- _Task to complete_
Beneath this instruction is a block of data; output from it exactly the lines that run from the one containing "x=269, y=67" through the one containing "x=181, y=182", inclusive.

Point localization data
=== Begin Enclosure ===

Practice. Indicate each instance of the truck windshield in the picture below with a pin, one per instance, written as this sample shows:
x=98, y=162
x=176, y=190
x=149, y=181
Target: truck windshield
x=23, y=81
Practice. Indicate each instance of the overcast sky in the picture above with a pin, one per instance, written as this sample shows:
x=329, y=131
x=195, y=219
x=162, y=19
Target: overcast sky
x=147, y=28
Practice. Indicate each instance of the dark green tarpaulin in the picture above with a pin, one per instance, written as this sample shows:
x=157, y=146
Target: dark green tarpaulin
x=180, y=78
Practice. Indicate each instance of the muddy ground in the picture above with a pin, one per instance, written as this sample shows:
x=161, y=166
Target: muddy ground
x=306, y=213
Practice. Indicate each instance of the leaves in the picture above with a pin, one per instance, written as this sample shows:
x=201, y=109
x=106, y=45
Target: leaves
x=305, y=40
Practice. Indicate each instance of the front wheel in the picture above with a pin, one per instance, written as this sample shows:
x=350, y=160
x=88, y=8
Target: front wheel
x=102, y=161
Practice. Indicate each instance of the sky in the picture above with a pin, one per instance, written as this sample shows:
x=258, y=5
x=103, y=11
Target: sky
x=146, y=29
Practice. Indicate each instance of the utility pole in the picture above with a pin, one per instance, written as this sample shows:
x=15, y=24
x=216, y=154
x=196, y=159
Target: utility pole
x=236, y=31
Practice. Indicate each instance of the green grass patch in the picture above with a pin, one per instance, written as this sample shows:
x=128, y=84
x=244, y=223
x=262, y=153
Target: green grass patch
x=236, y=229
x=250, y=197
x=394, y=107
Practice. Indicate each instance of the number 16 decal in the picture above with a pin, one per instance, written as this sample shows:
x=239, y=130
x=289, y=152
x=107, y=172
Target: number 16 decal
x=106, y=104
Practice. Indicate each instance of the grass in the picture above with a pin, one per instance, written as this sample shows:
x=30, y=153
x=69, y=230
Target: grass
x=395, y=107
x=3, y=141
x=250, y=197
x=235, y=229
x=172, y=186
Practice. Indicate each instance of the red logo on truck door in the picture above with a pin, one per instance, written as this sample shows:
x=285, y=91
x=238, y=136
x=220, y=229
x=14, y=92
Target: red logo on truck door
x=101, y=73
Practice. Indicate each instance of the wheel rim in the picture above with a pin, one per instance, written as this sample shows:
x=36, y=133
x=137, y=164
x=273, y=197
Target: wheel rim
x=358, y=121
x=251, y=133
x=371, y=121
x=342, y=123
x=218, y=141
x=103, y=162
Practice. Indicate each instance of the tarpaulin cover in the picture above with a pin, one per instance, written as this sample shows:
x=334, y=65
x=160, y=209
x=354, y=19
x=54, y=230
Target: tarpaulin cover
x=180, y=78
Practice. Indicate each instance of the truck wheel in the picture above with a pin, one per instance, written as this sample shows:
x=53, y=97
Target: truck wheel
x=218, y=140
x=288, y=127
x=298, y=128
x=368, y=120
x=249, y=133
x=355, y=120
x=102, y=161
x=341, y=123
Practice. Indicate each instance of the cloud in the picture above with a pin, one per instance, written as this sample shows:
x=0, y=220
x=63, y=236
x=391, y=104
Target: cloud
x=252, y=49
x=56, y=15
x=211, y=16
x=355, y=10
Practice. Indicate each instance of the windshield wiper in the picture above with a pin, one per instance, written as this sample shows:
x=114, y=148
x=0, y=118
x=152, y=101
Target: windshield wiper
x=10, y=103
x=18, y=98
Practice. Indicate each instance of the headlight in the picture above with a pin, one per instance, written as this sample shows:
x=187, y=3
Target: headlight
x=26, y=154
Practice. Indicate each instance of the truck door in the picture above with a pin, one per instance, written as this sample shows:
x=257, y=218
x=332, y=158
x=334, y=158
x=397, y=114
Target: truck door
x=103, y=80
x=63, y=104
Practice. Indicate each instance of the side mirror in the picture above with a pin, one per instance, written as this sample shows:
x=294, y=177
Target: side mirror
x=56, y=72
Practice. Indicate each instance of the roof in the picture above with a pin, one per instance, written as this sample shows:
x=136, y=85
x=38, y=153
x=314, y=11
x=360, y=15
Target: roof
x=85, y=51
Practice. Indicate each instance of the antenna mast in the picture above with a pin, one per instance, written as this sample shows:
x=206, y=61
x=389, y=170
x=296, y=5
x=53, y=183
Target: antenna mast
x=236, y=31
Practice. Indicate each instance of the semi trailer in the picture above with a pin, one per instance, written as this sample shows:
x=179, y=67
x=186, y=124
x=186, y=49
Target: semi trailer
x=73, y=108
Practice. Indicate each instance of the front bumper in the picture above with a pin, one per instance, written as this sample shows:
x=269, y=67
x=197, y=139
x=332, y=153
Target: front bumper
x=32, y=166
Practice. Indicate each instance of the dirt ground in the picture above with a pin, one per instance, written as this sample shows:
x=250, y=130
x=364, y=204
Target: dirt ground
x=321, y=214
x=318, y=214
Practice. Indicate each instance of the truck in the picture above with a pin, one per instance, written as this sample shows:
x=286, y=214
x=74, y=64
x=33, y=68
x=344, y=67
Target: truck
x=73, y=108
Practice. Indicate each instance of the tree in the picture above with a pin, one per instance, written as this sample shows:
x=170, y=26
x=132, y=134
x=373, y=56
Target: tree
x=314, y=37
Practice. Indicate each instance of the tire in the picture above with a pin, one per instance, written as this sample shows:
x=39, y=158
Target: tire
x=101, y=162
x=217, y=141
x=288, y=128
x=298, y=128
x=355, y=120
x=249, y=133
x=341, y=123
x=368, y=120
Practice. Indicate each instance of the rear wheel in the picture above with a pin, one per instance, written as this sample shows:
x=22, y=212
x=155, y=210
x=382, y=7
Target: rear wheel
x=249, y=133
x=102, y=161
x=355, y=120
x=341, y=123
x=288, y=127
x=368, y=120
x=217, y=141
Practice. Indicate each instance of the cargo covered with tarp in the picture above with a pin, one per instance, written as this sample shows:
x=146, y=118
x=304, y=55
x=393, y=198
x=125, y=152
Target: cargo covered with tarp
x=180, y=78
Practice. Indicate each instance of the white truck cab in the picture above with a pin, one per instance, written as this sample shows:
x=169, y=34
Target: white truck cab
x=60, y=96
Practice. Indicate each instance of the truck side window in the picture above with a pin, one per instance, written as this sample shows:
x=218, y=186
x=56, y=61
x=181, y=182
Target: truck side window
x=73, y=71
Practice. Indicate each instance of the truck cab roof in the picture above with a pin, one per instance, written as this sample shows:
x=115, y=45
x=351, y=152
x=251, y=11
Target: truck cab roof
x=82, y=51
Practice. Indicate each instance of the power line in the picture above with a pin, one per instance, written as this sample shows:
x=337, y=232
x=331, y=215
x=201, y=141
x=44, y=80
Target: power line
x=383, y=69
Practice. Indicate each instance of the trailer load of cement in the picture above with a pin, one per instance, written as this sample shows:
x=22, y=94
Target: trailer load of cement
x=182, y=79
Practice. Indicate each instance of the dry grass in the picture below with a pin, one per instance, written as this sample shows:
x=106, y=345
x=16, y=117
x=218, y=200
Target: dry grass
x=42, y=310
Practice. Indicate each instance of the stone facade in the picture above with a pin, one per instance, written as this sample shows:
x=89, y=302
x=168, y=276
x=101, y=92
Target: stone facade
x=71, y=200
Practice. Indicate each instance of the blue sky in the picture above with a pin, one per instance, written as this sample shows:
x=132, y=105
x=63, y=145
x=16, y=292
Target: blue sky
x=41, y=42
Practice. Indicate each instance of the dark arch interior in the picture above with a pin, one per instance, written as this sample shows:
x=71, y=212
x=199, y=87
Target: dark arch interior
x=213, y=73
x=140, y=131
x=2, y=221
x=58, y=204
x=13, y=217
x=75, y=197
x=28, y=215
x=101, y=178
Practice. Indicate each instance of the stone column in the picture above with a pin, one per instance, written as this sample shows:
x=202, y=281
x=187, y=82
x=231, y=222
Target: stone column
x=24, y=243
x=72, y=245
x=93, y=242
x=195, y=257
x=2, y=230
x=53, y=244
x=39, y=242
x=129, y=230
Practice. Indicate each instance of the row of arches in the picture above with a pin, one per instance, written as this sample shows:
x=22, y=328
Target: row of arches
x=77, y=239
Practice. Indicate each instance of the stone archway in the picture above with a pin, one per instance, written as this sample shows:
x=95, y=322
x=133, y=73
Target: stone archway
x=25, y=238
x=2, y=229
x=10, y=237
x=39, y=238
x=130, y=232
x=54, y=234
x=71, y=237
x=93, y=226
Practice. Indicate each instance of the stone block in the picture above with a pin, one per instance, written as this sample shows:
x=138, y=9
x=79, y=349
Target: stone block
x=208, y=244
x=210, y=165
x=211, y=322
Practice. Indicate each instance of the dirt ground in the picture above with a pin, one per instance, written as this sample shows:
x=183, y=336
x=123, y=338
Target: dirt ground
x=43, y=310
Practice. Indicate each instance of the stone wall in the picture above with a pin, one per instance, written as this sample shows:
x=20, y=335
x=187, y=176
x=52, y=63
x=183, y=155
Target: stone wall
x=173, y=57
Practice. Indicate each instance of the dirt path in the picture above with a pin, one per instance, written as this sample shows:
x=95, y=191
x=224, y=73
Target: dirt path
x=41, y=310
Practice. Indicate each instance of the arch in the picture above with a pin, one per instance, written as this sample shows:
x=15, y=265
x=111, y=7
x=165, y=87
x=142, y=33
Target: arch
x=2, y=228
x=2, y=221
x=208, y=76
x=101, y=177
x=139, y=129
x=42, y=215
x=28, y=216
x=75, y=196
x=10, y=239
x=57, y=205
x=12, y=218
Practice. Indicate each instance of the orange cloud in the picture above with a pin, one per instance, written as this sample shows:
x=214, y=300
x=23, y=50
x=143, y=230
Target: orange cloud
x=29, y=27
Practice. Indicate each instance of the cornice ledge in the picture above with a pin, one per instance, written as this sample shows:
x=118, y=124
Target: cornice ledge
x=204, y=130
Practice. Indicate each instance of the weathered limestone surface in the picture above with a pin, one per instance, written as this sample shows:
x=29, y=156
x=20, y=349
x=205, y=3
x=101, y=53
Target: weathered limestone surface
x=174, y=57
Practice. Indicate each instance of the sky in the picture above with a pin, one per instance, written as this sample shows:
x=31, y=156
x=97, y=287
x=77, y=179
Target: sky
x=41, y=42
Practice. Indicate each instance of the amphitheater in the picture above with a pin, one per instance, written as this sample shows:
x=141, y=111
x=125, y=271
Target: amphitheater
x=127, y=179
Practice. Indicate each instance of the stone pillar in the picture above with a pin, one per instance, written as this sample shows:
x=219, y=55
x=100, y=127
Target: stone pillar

=== End Enclosure ===

- _Result for this task_
x=269, y=67
x=197, y=139
x=332, y=153
Target: front bumper
x=32, y=166
Practice. Indicate each instance of the dirt ground in the picture above with a pin, one per instance, written as this sample shows:
x=250, y=130
x=364, y=204
Target: dirt ground
x=321, y=214
x=318, y=214
Practice. Indicate each instance of the truck in the picture above with a pin, one per instance, written as this sample shows:
x=286, y=214
x=74, y=64
x=33, y=68
x=344, y=67
Target: truck
x=73, y=108
Practice. Indicate each instance of the tree in the picture above with a pin, one per instance, written as this sample shows:
x=170, y=26
x=132, y=134
x=373, y=56
Target: tree
x=314, y=37
Practice. Indicate each instance of the tire in the picture above with a pin, one per instance, written as this sample shows:
x=39, y=158
Target: tire
x=101, y=162
x=217, y=141
x=288, y=128
x=298, y=128
x=355, y=120
x=249, y=133
x=341, y=123
x=368, y=120
Practice. Indicate each instance of the rear wheel in the picture above with a pin, one per instance, written as this sample shows:
x=22, y=212
x=155, y=210
x=382, y=7
Target: rear wheel
x=249, y=133
x=102, y=161
x=355, y=120
x=341, y=123
x=288, y=127
x=368, y=120
x=217, y=141
Practice. Indicate each instance of the cargo covered with tarp in the picture above with a pin, one per instance, written as this sample shows:
x=146, y=118
x=304, y=55
x=393, y=198
x=125, y=152
Target: cargo covered with tarp
x=180, y=78
Practice. Indicate each instance of the white truck cab in the picture above with a pin, one per instance, written as this sample shows:
x=169, y=34
Target: white truck cab
x=60, y=96
Practice. Indicate each instance of the truck side window in the picture above with a pin, one per instance, written as this sample shows:
x=218, y=186
x=56, y=61
x=181, y=182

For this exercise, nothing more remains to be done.